> **Short task**: Rewrite the data below, putting "bicycle spoke" in place of "wheel spoke" and leaving everything else the same.

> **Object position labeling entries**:
○ ○ ○ ○ ○ ○ ○
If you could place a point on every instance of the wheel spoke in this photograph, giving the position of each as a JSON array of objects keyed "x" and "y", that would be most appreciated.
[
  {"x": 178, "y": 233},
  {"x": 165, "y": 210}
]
○ ○ ○ ○ ○ ○ ○
> **Exercise result**:
If you could place a point on every instance of the bicycle spoke in this photograph, giving the position of each as a JSON array of objects keyed "x" and "y", that would be most appreciated.
[
  {"x": 178, "y": 233},
  {"x": 165, "y": 210}
]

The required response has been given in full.